Exercise instructions
Pick out the lines in the listing below that contain the word "BATCH" and copy them.

======== Input records

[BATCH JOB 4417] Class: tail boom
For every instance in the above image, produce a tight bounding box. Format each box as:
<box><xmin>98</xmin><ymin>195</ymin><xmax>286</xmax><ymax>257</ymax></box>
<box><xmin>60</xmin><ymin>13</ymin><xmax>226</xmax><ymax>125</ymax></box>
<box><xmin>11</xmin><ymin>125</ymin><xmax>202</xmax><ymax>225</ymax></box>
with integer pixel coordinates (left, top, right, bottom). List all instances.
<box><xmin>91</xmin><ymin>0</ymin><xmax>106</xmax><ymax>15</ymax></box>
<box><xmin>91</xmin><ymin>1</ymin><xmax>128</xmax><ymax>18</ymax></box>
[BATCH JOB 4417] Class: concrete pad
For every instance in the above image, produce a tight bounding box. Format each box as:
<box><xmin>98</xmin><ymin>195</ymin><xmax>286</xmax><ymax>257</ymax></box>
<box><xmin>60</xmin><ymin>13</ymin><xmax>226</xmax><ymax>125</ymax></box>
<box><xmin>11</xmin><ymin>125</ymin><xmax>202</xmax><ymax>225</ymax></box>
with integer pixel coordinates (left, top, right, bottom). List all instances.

================
======== Input records

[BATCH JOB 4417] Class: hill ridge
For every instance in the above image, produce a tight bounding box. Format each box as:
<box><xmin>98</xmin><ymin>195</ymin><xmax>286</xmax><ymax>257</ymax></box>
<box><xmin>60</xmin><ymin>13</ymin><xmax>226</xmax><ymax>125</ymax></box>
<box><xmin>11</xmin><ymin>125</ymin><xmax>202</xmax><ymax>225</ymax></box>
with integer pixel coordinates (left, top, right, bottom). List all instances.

================

Written solution
[BATCH JOB 4417] Class: tail boom
[BATCH JOB 4417] Class: concrete pad
[BATCH JOB 4417] Class: hill ridge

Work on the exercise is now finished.